START Available data

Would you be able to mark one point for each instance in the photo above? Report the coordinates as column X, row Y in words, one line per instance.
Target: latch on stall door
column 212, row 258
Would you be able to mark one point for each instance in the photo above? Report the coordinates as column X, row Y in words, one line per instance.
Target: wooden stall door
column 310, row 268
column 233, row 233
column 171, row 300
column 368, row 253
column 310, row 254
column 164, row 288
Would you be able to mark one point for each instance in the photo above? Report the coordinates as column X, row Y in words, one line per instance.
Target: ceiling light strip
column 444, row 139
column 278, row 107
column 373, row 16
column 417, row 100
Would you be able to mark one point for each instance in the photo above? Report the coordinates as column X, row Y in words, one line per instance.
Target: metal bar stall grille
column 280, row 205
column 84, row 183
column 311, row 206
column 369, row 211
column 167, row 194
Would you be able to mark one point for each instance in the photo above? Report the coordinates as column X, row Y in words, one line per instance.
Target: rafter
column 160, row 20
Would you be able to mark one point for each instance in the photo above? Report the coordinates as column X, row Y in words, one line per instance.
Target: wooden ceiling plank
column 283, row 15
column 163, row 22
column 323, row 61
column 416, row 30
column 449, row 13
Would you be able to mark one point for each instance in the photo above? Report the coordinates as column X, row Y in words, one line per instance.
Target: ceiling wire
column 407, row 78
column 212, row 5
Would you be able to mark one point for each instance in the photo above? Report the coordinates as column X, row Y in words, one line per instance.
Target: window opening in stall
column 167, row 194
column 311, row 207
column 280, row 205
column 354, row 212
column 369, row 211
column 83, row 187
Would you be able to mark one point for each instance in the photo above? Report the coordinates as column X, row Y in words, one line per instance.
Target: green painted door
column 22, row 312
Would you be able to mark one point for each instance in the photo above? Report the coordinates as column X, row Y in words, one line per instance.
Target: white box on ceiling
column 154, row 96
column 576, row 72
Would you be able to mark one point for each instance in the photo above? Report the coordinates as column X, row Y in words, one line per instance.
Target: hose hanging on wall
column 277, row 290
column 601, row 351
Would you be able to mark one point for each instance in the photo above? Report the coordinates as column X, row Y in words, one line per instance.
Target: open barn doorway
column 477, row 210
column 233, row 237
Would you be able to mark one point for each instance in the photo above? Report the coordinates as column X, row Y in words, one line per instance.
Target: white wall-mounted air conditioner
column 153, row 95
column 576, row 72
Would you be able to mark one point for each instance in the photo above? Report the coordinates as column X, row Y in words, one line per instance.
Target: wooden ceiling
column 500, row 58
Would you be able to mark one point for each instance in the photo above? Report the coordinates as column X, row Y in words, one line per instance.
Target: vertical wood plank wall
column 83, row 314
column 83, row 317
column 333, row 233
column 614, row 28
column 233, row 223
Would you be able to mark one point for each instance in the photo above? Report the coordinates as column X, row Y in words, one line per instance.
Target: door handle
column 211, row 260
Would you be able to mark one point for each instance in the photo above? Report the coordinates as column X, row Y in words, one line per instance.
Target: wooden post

END Available data

An identical copy of the preceding records should be returned.

Would you be able to mark one point for each instance in the photo above? Report the coordinates as column X, row Y in words, one line per instance.
Target: latch on stall door
column 212, row 258
Would you be able to mark one point for each instance in the photo above? Report the coordinates as column X, row Y in words, one line per instance.
Target: wooden stall door
column 310, row 268
column 233, row 233
column 171, row 300
column 368, row 253
column 310, row 254
column 164, row 288
Would you be able to mark one point for each instance in the photo above? Report the coordinates as column X, row Y in words, one line per instance.
Target: ceiling light strip
column 444, row 139
column 278, row 107
column 373, row 16
column 417, row 100
Would you be able to mark one point for each instance in the photo above? Report the coordinates as column X, row Y in words, one line per instance.
Target: metal bar stall grille
column 280, row 205
column 84, row 183
column 311, row 206
column 369, row 211
column 167, row 194
Would you be able to mark one point for each instance in the photo above? Report the coordinates as column X, row Y in words, one line per instance.
Target: rafter
column 160, row 20
Would you be able to mark one point for each instance in the photo above? Report the coordinates as column X, row Y in words, one line per instance.
Target: wooden ceiling plank
column 283, row 15
column 163, row 22
column 323, row 61
column 416, row 30
column 449, row 13
Would you be able to mark one point for each instance in the photo above? Report the coordinates as column X, row Y in words, one line per instance.
Target: ceiling wire
column 407, row 78
column 212, row 5
Would you be able to mark one point for each instance in the photo above? Report the coordinates as column X, row Y in words, one line per instance.
Target: window opening in stall
column 167, row 194
column 311, row 207
column 280, row 205
column 354, row 212
column 369, row 211
column 83, row 187
Would you be able to mark one point for each instance in the photo above? Report the coordinates as column X, row Y in words, one line per instance.
Target: green painted door
column 22, row 312
Would you be able to mark one point for each instance in the photo above? Report the coordinates as column X, row Y in words, one line per instance.
Target: white box on ceiling
column 154, row 96
column 576, row 72
Would you be able to mark one point for each instance in the photo above? Report the coordinates as column X, row Y in words, one line per instance.
Target: hose hanging on wall
column 277, row 290
column 601, row 351
Would you be able to mark one point for each instance in the photo above? Report the coordinates as column X, row Y in words, one line per instance.
Target: open barn doorway
column 477, row 210
column 233, row 237
Would you be able to mark one point for each instance in the photo above? Report the coordinates as column X, row Y in words, one line per instance.
Target: white wall-mounted air conditioner
column 153, row 95
column 576, row 72
Would you be able to mark one point for each instance in the photo above? Report the coordinates as column X, row Y in words, one line per instance.
Target: wooden ceiling
column 500, row 58
Would you be able to mark one point for each instance in the photo above? Report the coordinates as column X, row Y in words, one line per instance.
Target: vertical wood plank wall
column 83, row 314
column 83, row 317
column 333, row 233
column 614, row 28
column 233, row 223
Would you be able to mark one point for each instance in the photo above? Report the coordinates as column X, row Y in words, one line per instance.
Target: door handle
column 211, row 260
Would you be able to mark one point for each instance in the photo above? Report the coordinates as column X, row Y in words, one line per instance.
Target: wooden post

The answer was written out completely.